Travail à réaliser:
1 – D'après le texte fourni, combien de termes de vocabulaire le livret du support didactique N° 12 contient-il ?
2 – Transcrivez sans modification le passage du texte fourni qui va de « -       Passy Paul, 1899,  De » à « de 1898, Colin. ».

Texte fourni:
######

Ce support didactique N° 12 comporte 95 numéros, ainsi, le livret correspondant contient-il bien 95 termes de vocabulaire que l’enfant peut mémoriser aisément en les reliant mentalement à l’image qui les représente. Bel exemple de la « méthode directe ». On notera que la version en français des panneaux auxiliaires Delmas, celle que l’on retrouvera parfois dans les écoles élémentaires de France pour les leçons de vocabulaire et d’élocution, sera commercialisée et utilisée dans beaucoup d’établissements à l’étranger, pour l’enseignement du français, jusque dans les années 30. Ces tableaux connurent un franc succès, jusqu’à devenir, à l’instar de la Maison Deyrolle (2), un des premiers fournisseurs de l’instruction publique.

Quelques aperçus de la collection Delmas




Série I, N° 1, L’École, le Lycée, la Classe, les Nombres

Série I, N° 2, La Récréation, les Jeux, le Corps humain

Série I, N° 2, La Récréation, les Jeux, le Corps humain, extrait du livret d’accompagnement

Série I, N° 3, L’Enfance (Le Baptême). La Jeunesse (La Fête publique)

Série I, N° 4, l’Âge mûr. La Vieillesse (Une visite au Grand-Père)

Livret d’accompagnement de la Série I, N° 4, l’Age mûr. La Vieillesse (Une visite au Grand-Père)

Série I, N° 6, La Maison intérieure, les Meubles

Série II, N° 8, La Moisson (en été). Les Vendanges, la Pêche (en automne)

Série II, N° 9, La Montagne et la Station thermale. La Forêt, la Chasse.

Série II, N° 10, La Mer, la Plage, le Port

Série III, N° 11, La Ville et ses Monuments (Un Incendie)

Série III, N° 13, L’Hôtel, le Restaurant, le Café

Série III, N° 14, La Rue, les Commerçants

Série III, N° 15, Le Marché

Série III, N° 16, Un Grand Magasin

Livret d’accompagnement de la Série III, N° 16, Un Grand Magasin, extrait

 

Sources et bibliographie :

-       Pour les illustrations : documentation musée, Fonds CANOPE, gallica.bnf.fr, collections privées et sites de ventes internet.

-       Collard François, 1904, La méthode directe dans l’enseignement des langues vivantes.

-       Godart Adrien, 1903, « La lecture directe. Conférence pédagogique du 27 novembre 1902 à Nancy », Revue de l’Enseignement des Langues Vivantes, 11 janvier 1903. En ligne : [https://www.christianpuren.com/biblioth%C3%A8que-de-travail/042/].

-       Passy Paul, 1899,  De la méthode directe dans l’enseignement des langues vivantes, Société pour la propagation des langues étrangères en France, Concours de 1898, Colin.

######

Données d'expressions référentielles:

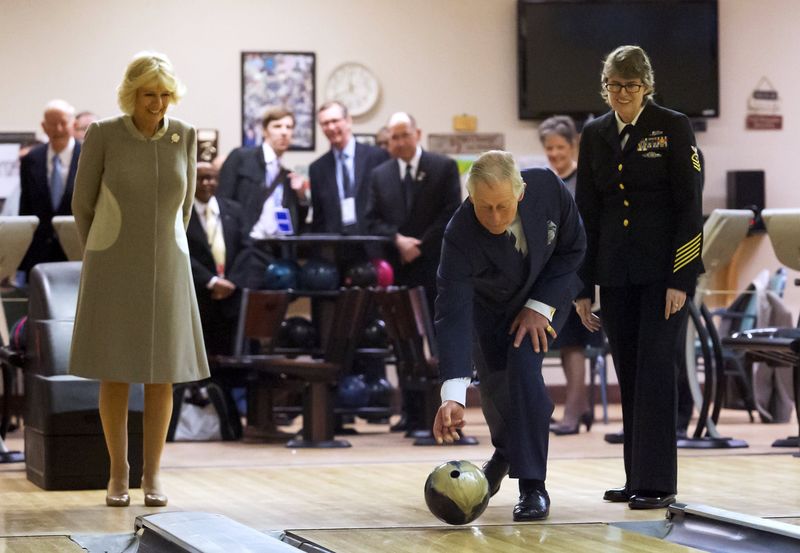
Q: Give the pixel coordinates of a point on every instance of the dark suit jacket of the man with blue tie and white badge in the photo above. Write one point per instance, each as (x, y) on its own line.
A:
(325, 192)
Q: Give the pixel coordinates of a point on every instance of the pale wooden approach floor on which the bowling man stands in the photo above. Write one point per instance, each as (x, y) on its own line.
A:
(377, 484)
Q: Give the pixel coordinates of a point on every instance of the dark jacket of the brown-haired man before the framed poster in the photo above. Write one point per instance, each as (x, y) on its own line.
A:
(242, 179)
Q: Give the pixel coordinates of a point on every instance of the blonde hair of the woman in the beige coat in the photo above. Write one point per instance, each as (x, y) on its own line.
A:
(145, 68)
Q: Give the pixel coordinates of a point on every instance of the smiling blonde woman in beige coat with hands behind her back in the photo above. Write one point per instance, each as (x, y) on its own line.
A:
(137, 318)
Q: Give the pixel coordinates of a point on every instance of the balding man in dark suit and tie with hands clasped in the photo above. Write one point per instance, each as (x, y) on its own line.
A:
(411, 199)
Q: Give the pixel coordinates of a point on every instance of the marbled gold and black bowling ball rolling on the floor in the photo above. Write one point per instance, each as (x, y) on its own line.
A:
(457, 492)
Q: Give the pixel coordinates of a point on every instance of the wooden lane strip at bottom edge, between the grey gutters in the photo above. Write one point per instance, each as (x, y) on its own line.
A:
(552, 538)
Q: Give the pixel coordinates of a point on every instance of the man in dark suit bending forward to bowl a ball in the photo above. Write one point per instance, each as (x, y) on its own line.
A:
(506, 279)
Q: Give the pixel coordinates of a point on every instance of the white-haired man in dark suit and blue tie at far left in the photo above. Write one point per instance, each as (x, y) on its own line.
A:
(47, 175)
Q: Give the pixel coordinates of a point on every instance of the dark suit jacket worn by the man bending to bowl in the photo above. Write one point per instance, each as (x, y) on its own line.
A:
(478, 291)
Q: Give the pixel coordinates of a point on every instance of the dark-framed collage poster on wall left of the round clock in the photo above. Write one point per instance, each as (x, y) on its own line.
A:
(275, 79)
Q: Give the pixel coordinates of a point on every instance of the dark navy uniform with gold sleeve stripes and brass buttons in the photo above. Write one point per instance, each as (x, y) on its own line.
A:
(642, 209)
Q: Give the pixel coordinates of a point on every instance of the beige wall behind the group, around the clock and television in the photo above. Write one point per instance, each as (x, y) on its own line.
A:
(435, 58)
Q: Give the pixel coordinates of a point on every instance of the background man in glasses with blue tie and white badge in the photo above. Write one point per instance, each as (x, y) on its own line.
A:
(338, 178)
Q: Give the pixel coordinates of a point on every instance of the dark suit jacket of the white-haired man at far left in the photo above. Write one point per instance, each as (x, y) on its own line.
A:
(35, 200)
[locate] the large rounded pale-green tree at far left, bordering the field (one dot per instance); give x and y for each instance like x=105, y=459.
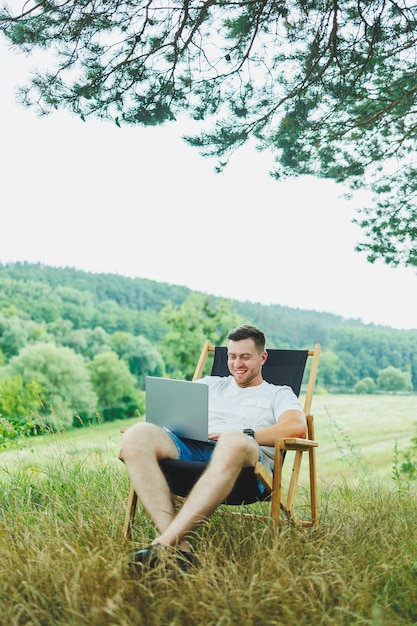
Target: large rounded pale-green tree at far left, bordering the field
x=63, y=378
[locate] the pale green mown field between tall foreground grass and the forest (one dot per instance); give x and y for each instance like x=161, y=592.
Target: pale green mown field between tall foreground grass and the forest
x=356, y=434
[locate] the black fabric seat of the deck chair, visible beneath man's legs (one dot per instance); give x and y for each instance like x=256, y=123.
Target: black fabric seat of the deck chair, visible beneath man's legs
x=182, y=475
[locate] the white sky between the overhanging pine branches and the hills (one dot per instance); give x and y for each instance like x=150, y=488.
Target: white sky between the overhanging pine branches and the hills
x=139, y=202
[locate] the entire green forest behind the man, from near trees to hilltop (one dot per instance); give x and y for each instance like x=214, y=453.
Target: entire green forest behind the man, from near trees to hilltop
x=76, y=347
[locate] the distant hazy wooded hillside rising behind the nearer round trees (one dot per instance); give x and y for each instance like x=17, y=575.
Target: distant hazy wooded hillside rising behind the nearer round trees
x=84, y=310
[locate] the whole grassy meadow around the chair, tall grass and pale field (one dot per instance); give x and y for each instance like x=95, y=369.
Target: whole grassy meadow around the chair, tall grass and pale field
x=64, y=562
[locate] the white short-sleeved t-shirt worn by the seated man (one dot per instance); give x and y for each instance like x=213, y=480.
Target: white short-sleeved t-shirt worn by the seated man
x=234, y=408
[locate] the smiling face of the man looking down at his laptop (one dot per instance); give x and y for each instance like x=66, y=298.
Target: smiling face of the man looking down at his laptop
x=245, y=362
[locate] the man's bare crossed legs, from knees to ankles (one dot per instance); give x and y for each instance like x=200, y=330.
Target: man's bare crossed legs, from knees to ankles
x=144, y=444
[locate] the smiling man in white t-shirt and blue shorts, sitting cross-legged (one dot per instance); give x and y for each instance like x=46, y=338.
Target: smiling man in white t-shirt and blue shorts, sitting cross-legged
x=246, y=416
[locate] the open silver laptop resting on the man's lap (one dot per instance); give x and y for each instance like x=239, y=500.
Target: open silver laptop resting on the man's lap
x=180, y=405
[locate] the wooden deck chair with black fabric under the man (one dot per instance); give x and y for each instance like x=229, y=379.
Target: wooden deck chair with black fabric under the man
x=283, y=367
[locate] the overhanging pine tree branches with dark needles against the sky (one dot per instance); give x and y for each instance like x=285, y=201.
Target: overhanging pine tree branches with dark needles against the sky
x=329, y=86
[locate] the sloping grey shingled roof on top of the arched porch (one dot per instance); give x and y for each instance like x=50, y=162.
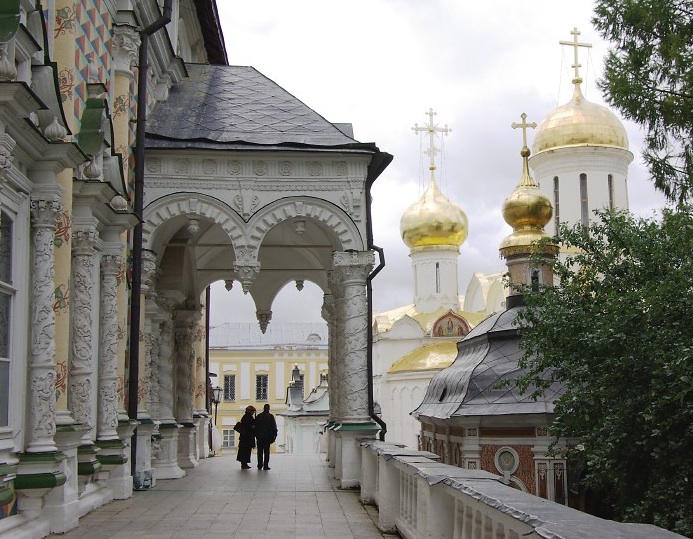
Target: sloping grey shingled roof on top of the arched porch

######

Résultats de l'exercice:
1 – Il contient 95 termes de vocabulaire.

2 –
-       Passy Paul, 1899,  De la méthode directe dans l’enseignement des langues vivantes, Société pour la propagation des langues étrangères en France, Concours de 1898, Colin.